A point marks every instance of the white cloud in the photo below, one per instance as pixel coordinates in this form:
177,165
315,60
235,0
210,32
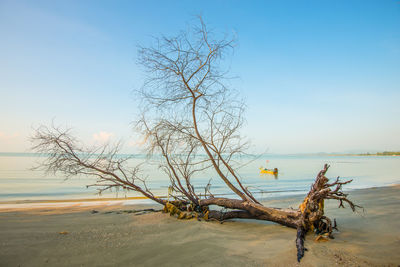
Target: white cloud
7,137
102,137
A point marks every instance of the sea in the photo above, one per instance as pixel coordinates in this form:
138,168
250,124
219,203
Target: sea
20,182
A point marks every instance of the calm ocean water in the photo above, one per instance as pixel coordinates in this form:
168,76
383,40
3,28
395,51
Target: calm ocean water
296,173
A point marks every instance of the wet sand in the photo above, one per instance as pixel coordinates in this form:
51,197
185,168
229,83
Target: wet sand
72,235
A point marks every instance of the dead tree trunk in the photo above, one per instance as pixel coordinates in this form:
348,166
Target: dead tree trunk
309,216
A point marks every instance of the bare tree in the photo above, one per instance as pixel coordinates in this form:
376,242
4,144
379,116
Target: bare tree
192,119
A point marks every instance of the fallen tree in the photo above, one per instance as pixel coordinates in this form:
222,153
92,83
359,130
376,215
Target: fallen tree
192,120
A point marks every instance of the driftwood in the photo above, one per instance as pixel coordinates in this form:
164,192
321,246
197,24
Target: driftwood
309,216
192,120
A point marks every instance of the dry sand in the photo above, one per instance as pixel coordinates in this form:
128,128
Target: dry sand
111,237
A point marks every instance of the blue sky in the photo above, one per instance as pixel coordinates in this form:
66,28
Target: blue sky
317,76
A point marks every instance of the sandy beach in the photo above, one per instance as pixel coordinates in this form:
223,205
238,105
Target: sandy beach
114,235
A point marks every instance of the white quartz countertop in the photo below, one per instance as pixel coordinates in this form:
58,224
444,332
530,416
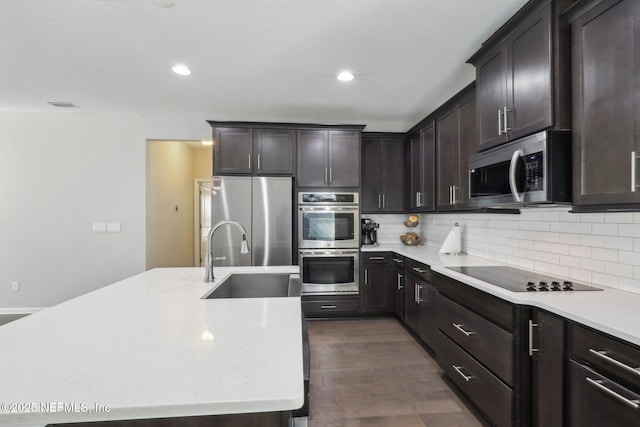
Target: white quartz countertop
149,347
612,311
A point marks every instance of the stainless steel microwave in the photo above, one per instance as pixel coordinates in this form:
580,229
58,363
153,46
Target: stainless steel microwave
533,170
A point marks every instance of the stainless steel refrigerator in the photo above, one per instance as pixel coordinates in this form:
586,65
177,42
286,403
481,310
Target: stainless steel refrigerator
263,205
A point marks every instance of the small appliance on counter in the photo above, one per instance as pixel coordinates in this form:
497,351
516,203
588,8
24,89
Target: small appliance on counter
369,232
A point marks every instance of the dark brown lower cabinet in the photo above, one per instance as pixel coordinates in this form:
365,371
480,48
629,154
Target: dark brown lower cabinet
420,302
490,395
330,305
546,348
603,384
595,400
397,286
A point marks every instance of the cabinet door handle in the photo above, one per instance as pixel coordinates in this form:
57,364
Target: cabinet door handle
599,384
464,331
459,369
634,160
419,294
506,125
604,356
531,349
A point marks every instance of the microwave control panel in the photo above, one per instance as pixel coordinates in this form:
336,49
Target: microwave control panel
534,172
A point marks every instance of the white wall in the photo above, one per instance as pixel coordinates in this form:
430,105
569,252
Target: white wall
59,173
598,248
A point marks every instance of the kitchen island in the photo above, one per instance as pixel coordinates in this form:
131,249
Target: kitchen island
151,347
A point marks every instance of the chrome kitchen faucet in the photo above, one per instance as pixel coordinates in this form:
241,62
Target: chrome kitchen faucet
244,248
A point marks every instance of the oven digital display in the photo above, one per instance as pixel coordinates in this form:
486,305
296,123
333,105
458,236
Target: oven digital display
328,226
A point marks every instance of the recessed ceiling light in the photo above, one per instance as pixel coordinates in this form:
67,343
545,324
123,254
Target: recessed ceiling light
63,104
181,69
345,76
164,3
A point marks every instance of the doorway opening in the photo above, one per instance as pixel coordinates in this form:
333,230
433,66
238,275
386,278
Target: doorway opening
172,211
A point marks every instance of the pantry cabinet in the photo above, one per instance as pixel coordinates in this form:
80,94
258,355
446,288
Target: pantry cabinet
606,104
455,142
422,166
382,173
249,150
328,158
603,380
375,283
522,76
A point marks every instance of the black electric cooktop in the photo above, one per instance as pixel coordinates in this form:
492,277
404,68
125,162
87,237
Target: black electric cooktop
517,280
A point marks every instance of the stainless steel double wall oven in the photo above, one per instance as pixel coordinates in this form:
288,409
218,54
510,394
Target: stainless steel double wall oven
329,242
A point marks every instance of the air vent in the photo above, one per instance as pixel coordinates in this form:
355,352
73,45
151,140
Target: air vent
63,104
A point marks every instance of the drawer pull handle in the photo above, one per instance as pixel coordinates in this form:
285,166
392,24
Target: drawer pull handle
461,329
467,378
604,356
635,403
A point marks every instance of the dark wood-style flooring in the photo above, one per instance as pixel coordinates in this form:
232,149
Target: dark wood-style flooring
372,372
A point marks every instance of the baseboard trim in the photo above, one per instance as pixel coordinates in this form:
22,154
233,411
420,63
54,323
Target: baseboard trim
20,310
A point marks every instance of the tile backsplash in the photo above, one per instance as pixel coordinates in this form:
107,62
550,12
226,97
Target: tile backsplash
601,248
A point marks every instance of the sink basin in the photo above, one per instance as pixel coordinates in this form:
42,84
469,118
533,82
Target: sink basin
262,285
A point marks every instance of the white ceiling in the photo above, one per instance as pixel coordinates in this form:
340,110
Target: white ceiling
254,60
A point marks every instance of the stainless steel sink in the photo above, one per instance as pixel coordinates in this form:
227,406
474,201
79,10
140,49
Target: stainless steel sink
261,285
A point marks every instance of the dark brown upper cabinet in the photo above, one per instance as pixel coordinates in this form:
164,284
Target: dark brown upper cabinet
328,158
382,172
249,151
606,104
455,142
421,160
522,76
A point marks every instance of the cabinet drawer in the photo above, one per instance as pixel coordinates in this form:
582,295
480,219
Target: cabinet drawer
485,390
375,257
497,310
313,307
421,270
615,359
487,342
595,400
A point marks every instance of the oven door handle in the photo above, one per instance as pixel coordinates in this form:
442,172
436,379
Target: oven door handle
512,175
332,252
329,208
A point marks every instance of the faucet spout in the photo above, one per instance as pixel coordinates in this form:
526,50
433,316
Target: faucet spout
244,248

++++++++++

What you will do:
Print out the material word for word, omitting the pictures.

Written reply:
A point marks every instance of the white cloud in the photo below, one per instance as pixel coordinates in this form:
177,165
315,60
235,0
210,32
Target: white cloud
7,137
102,137
A point marks every instance of the sea in the photo above, one per instance as pixel coordinates in this form:
138,168
250,124
219,203
Target: sea
20,182
A point marks every instance of the calm ocean water in the photo above, one per instance as pixel coordinates in this form:
168,76
383,40
3,28
395,51
Target: calm ocean water
296,173
A point marks every instance of the wet sand in the photo above, one per instance as pixel coordinates in this form:
51,197
185,168
229,83
Target: wet sand
72,235
A point marks every instance of the dead tree trunk in the photo above, one per instance as pixel coordinates in this form:
348,166
Target: dead tree trunk
309,216
A point marks every instance of the bare tree in the photo above, one per instance as pixel coordinates in this form:
376,242
4,144
379,116
Target: bare tree
192,119
A point marks every instance of the fallen tree in the photo above, one per instance as pixel coordinates in this form:
222,153
92,83
359,130
376,215
Target: fallen tree
192,120
A point marks every instance of the driftwood in the photo above, one per instance as pixel coordinates in this form:
164,192
321,246
197,24
Target: driftwood
309,216
192,120
A point marks every instance of the dry sand in the photo above, one per instance as pixel coordinates in this form:
128,128
Target: dry sand
111,237
A point marks every instance of the blue sky in the photo above, one per instance as pixel coordinates in this form:
66,28
Target: blue sky
317,76
A point marks every instance of the sandy beach in the photo above, one per instance as pixel coordinates in this form:
223,205
238,105
Target: sandy beach
114,235
A point marks every instance of the white quartz countertop in the photo below, one per instance as pixel coordinates in this form:
58,224
444,332
530,416
Target: white quartz countertop
149,347
612,311
A point marks every instance of the stainless steel microwave in the photo above, one per instance as pixel coordinates in this form:
580,229
58,363
153,46
Target: stainless steel microwave
533,170
A point marks every instance of the stainless steel refrigerator in the photo above, one per instance as pixel coordinates in this form:
586,65
177,42
286,403
481,310
Target: stainless steel refrigerator
263,205
A point marks every instance of the small appliance on counter in the photo above, one per instance as pixel coordinates in this form:
497,351
516,203
588,8
24,89
Target: small appliance on counter
369,232
A point marks every instance of the dark brown lower cabinet in the photo above, one per instance as pixel coordinates in this form:
365,371
480,48
629,154
Target: dark brown lower cabinet
420,302
490,395
330,305
546,348
603,384
595,400
397,286
A point marks every instance of the cabinet door handle in the photo above, one per instance as pixel coordinates in this form:
57,364
Target: cabinet door handle
599,384
464,331
459,369
634,160
419,294
506,125
604,356
531,349
A point marks every instance of the microwave control panel in the photo above, one per instance as pixel coordinates in this form:
336,49
Target: microwave control panel
534,172
A point marks every instance of the white wall in the photo above, one per instance as pixel coordinates in this form:
430,105
569,252
Target: white wall
59,173
598,248
A point marks every instance of the kitchen island in the photo above, one per instance as pixel coordinates in this form:
131,249
Target: kitchen island
151,347
A point marks every instance of the chrome kitchen faucet in the photo above, one per instance as pixel coordinates in this form:
241,62
Target: chrome kitchen faucet
244,248
A point marks every instance of the oven digital display in the photo above, one per instance as pixel coordinates in this form:
486,305
296,123
333,105
458,236
Target: oven digital display
328,226
A point marks every instance of the recessed ceiling light in the photo above, one per instance as pixel coordinates in this form:
67,343
545,324
123,254
Target: recessed ceiling light
63,104
181,69
345,76
164,3
A point marks every instance of the doorway opening in the photo above, one per instance as pixel coordinates in this form:
333,230
433,66
238,275
386,278
Target: doorway opening
172,211
A point marks every instance of the pantry cabinet in the photo above, one per instance as pixel coordinates in this form:
80,94
258,355
446,288
Target: pantry cabinet
606,104
455,142
422,166
382,173
249,150
328,158
603,380
375,283
522,76
A point marks every instance of the black electric cooktop in the photo above, one per instance as pixel coordinates in this form:
492,277
404,68
125,162
87,237
Target: black electric cooktop
517,280
A point marks every instance of the stainless steel double wall oven in the photo above, one per instance as pixel coordinates in this form:
288,409
218,54
510,394
Target: stainless steel double wall oven
329,242
A point marks every instance of the air vent in the photo above, one per instance as pixel coordinates in this form:
355,352
73,45
151,140
Target: air vent
63,104
A point marks every instance of the drawer pull handle in the photo above, one per instance as pixel coordinates in this form:
285,166
392,24
Target: drawer pull handle
461,329
467,378
604,356
635,403
A point marks every instance of the dark wood-style flooring in the photo above, one per instance as pixel coordinates in this form:
232,149
Target: dark wood-style flooring
372,372
A point marks every instance of the baseboard trim in the photo above, one per instance as pixel coordinates in this form:
22,154
233,411
420,63
54,323
Target: baseboard trim
20,310
A point marks every instance of the tile backsplash in the photo above, one per instance as pixel coordinates in this form:
107,62
550,12
226,97
Target: tile backsplash
601,248
A point marks every instance of the sink basin in the photo above, one per instance as pixel coordinates in this form:
42,84
469,118
533,82
Target: sink basin
262,285
A point marks every instance of the white ceiling in the photo above, one per instance as pixel coordinates in this form:
340,110
Target: white ceiling
254,60
A point marks every instance of the stainless steel sink in the photo above, one per instance as pixel coordinates in this form:
227,406
474,201
79,10
140,49
Target: stainless steel sink
261,285
A point marks every instance of the dark brown upper cabinet in the photo above, one per instance as pixel coordinates in this form:
164,284
Target: dark brown upper cabinet
328,158
382,172
249,151
606,104
455,142
421,160
522,76
A point marks every instance of the cabinet drawer in the photo above, one per instance as pixel coordinates in this form:
582,295
480,219
Target: cabinet drawer
485,390
375,257
497,310
313,307
421,270
615,359
487,342
595,400
A point marks every instance of the oven door handle in the photo above, one per instance as pixel coordinates in this form:
442,172
436,379
Target: oven door handle
512,175
332,252
329,208
A point marks every instance of the faucet spout in the photo above, one per instance as pixel coordinates in this form:
526,50
433,316
Target: faucet spout
244,248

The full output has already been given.